Work to complete. Return the records in full, exactly as given.

(Location identification items)
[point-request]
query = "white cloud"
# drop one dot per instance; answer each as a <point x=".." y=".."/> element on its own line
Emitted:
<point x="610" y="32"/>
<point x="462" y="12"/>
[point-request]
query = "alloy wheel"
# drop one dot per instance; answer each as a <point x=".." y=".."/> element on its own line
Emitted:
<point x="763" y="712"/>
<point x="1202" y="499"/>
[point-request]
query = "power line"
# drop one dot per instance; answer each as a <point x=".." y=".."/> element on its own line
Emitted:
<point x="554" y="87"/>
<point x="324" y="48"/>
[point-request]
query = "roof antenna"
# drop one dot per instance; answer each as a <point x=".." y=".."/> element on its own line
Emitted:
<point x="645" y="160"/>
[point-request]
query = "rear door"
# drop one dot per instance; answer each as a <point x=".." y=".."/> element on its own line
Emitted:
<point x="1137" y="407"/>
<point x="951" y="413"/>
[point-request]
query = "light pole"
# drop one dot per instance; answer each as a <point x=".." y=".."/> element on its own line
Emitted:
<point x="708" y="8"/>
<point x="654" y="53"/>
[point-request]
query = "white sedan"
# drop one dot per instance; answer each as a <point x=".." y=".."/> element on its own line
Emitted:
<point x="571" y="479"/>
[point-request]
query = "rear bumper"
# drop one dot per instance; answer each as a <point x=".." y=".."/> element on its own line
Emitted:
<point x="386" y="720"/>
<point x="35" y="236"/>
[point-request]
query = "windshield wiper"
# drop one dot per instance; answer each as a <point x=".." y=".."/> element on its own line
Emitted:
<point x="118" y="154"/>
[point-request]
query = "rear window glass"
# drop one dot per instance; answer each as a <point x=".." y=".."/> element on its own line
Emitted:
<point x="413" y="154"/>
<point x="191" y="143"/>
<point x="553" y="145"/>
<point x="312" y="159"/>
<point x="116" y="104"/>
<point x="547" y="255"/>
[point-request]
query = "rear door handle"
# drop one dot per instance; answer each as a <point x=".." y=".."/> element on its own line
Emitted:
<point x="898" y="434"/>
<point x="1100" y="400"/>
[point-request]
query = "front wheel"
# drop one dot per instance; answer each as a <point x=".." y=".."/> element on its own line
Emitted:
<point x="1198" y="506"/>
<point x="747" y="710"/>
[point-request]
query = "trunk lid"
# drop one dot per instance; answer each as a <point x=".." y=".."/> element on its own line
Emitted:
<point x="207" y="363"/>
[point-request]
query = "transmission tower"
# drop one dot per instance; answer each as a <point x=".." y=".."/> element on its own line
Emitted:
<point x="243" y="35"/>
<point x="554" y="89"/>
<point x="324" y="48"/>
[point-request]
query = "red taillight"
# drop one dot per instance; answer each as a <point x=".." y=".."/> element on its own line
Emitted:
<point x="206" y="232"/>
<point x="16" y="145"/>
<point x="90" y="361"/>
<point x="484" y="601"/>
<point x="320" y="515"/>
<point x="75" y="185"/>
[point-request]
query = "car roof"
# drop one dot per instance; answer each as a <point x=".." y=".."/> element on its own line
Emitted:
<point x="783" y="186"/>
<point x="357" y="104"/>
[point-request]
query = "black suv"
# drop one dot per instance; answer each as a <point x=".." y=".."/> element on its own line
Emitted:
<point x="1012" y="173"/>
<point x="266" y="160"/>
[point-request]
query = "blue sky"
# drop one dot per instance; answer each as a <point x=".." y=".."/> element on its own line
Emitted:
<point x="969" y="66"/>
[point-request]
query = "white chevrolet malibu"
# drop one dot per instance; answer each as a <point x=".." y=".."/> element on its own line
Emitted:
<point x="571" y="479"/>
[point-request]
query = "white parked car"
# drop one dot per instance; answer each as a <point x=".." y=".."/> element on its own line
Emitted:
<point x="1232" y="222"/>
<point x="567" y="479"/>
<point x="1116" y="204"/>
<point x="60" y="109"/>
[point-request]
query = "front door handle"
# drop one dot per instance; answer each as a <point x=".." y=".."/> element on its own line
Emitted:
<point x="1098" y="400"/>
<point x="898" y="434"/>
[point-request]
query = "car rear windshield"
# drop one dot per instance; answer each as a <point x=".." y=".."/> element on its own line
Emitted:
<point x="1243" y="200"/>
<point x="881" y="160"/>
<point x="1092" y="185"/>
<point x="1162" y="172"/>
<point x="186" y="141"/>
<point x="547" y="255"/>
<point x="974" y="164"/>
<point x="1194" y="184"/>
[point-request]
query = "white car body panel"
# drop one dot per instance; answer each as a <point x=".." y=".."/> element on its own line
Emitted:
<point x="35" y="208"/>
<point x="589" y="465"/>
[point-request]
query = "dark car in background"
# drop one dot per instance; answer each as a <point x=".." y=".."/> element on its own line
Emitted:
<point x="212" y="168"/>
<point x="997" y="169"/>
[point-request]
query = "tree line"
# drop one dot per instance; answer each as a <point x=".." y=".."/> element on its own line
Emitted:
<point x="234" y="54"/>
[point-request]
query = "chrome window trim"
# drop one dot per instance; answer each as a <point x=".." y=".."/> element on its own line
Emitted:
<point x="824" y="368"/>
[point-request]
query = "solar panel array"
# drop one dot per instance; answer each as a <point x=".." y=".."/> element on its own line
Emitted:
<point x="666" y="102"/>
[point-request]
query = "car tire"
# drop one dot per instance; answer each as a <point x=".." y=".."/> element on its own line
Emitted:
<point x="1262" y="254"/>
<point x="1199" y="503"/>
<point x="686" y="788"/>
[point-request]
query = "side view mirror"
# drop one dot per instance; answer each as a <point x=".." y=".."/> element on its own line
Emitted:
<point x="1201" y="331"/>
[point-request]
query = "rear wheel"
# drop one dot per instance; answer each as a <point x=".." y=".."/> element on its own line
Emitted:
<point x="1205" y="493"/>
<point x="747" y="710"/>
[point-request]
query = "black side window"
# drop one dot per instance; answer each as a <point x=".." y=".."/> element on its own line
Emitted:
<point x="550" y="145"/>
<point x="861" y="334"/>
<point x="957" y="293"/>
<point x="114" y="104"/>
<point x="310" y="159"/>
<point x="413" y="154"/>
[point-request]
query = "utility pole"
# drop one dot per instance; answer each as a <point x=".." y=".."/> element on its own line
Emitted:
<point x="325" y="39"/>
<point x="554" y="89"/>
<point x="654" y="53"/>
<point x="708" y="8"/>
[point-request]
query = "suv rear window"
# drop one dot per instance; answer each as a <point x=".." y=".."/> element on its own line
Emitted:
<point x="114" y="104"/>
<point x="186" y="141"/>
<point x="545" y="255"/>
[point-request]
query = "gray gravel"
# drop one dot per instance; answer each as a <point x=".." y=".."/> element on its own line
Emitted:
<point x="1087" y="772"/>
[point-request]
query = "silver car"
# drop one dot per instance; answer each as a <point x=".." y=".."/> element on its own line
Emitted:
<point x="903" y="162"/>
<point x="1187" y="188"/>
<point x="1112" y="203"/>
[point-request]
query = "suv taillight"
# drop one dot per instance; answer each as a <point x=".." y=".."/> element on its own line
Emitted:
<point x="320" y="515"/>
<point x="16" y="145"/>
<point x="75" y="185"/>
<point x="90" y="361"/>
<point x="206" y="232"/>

Result of the exercise.
[point-request]
query = "white cloud"
# drop one dot per instance; answer each as a <point x=".." y=".."/> element on its own line
Emitted:
<point x="610" y="32"/>
<point x="462" y="12"/>
[point-request]
query = "alloy wheel"
# drop one dot per instance; answer each as a <point x=".." y=".."/> element on its own line
Emitted:
<point x="763" y="712"/>
<point x="1202" y="499"/>
[point-request]
query = "power line"
# drop one dot per instance; answer each as a <point x=".." y=".."/> element on its own line
Emitted:
<point x="554" y="87"/>
<point x="324" y="48"/>
[point-request]
query = "roof antenna"
# drop one dot per instance; answer each as a <point x=".." y=".."/> element on its own line
Emitted:
<point x="645" y="160"/>
[point-request]
query = "rear door"
# drop one dot per instance; answer each as a <point x=".." y=".."/> element on its own line
Emitted:
<point x="1137" y="407"/>
<point x="951" y="413"/>
[point-request]
query = "light pole"
# drop one dot per instance; answer each as a <point x=".." y=".."/> element on its own line
Emitted:
<point x="708" y="8"/>
<point x="654" y="53"/>
[point-request]
query = "white sedan"
# drop one dot per instance; answer each as a <point x=".." y=".."/> element on its own line
Emitted:
<point x="571" y="479"/>
[point-request]
query = "rear bumper"
# drop one dot per instance; answer each as a <point x=".." y=".."/> element on its own line
Emitted:
<point x="386" y="720"/>
<point x="35" y="236"/>
[point-request]
query = "windshield wiper"
# drop one dot per instance; answer each as a <point x=".." y=".."/> element on its own line
Emitted:
<point x="118" y="154"/>
[point-request]
query = "rear window glass"
# drop one dot per instance; answer each as a <point x=".." y=".."/> element on its own line
Emitted:
<point x="413" y="154"/>
<point x="191" y="143"/>
<point x="553" y="145"/>
<point x="312" y="159"/>
<point x="116" y="104"/>
<point x="547" y="255"/>
[point-request]
query = "rear door handle"
# drop one dot per instance; answer each as a <point x=".." y=".."/> element on its own line
Emitted:
<point x="898" y="434"/>
<point x="1100" y="400"/>
[point-request]
query = "front wheel"
# drop one dot per instance; answer each as a <point x=".." y=".."/> element on its own line
Emitted:
<point x="1198" y="506"/>
<point x="747" y="710"/>
[point-request]
query = "trunk lid"
# drop one dot per instance; answer each as a <point x=".." y=".."/> element on its own line
Emitted:
<point x="207" y="363"/>
[point-request]
query = "transmission tower"
# drop one dot per instance; answer each as a <point x=".." y=".."/> element on its own line
Emitted:
<point x="243" y="35"/>
<point x="554" y="89"/>
<point x="324" y="48"/>
[point-request]
query = "red taillight"
# drop one dot per instance; answer each as a <point x=".." y=".."/> element on its own line
Emitted:
<point x="206" y="232"/>
<point x="16" y="145"/>
<point x="90" y="361"/>
<point x="484" y="601"/>
<point x="320" y="515"/>
<point x="75" y="185"/>
[point-request]
query = "car roof"
# drop one dot per instance; answer each as a <point x=".." y=".."/> element on its own line
Emitted:
<point x="783" y="186"/>
<point x="357" y="104"/>
[point-request]
query = "black suv"
# drop one dot per instance; answer each as a <point x=".." y=".."/> element on its own line
Emitted:
<point x="1012" y="173"/>
<point x="266" y="160"/>
[point-request]
query = "blue sky"
# drop one dot per instance; answer each as a <point x=".." y=".."/> element on its own line
Emitted:
<point x="969" y="66"/>
[point-request]
query = "white chevrolet malibu"
# drop one dot per instance; answer each as a <point x=".." y=".."/> element on its own line
Emitted:
<point x="571" y="479"/>
[point-request]
query = "white parked car"
# drop one dot per instance; answer each as a <point x=".." y=".."/> element on its own line
Emitted:
<point x="1232" y="222"/>
<point x="567" y="479"/>
<point x="1116" y="204"/>
<point x="60" y="109"/>
[point-request]
query = "front door handle"
# drop one dot per instance; answer each as a <point x=".." y=".."/> element on its own line
Emitted:
<point x="1098" y="400"/>
<point x="898" y="434"/>
[point-request]
query = "car rear windshield"
# drop one dot per instance; answer each as a <point x=".." y=".."/> element on its own line
Emitted:
<point x="1243" y="200"/>
<point x="881" y="160"/>
<point x="1092" y="185"/>
<point x="1162" y="172"/>
<point x="186" y="141"/>
<point x="547" y="255"/>
<point x="974" y="164"/>
<point x="1194" y="184"/>
[point-request]
query = "white car body panel"
# drop one dot per instance; answer each as a <point x=".." y=".."/> element on its own line
Emitted:
<point x="35" y="208"/>
<point x="589" y="465"/>
[point-request]
query = "dark car in background"
# drop one dot per instance; answer each as a <point x=".." y=".."/> element on its own line
Emitted:
<point x="212" y="168"/>
<point x="997" y="169"/>
[point-request]
query = "tree line"
# drop one dot per instance; answer each as a <point x=".." y=".."/> element on its own line
Emitted:
<point x="234" y="54"/>
[point-request]
query = "chrome window trim"
# drop one dot per instance; answer each as a <point x=".." y=".."/> element on its own line
Emitted:
<point x="824" y="368"/>
[point-request]
query = "solar panel array"
# drop one dot per instance; answer each as a <point x=".." y=".."/> element on its own line
Emitted:
<point x="666" y="102"/>
[point-request]
query = "car tire"
# drop one dot per instance; answer each as a <point x=".." y=".."/> element on its own line
Emitted:
<point x="1262" y="254"/>
<point x="1199" y="503"/>
<point x="686" y="788"/>
[point-request]
query = "side view mirror"
# drop one dot per instance; answer each as a <point x=".." y=".."/> element on its own line
Emitted:
<point x="1201" y="331"/>
[point-request]
query = "rear wheel"
# drop one dot per instance; answer each as a <point x=".." y=".."/> element on its own line
Emitted:
<point x="1205" y="493"/>
<point x="747" y="710"/>
[point-request]
query = "black side window"
# drop one dot per instance; answer each as a <point x=".." y=".."/> element on its own line
Emitted:
<point x="550" y="145"/>
<point x="861" y="334"/>
<point x="957" y="293"/>
<point x="114" y="104"/>
<point x="310" y="159"/>
<point x="413" y="154"/>
[point-request]
query = "utility pole"
# drop one dot per instance; answer each as a <point x=".." y=".."/> element on its own line
Emitted:
<point x="325" y="39"/>
<point x="554" y="89"/>
<point x="654" y="53"/>
<point x="708" y="8"/>
[point-request]
query = "suv rear window"
# drop one dot per instance; answer each as a <point x=".." y=".."/> element on its own line
Emitted:
<point x="114" y="104"/>
<point x="186" y="141"/>
<point x="545" y="255"/>
[point-request]
query = "gray gravel"
# drop one dot per instance; answer each as a <point x=".." y=".."/> element on its own line
Emitted:
<point x="1087" y="772"/>
[point-request]
query = "silver car"
# drop one dot per instance; answer each as a <point x=".." y=".."/> element on its own line
Emitted:
<point x="903" y="162"/>
<point x="1187" y="188"/>
<point x="1112" y="203"/>
[point-request]
query = "suv taillight"
# drop one dot per instance; answer each as a <point x=".." y=".."/> element on its own line
Emitted:
<point x="320" y="515"/>
<point x="16" y="145"/>
<point x="75" y="185"/>
<point x="90" y="361"/>
<point x="206" y="232"/>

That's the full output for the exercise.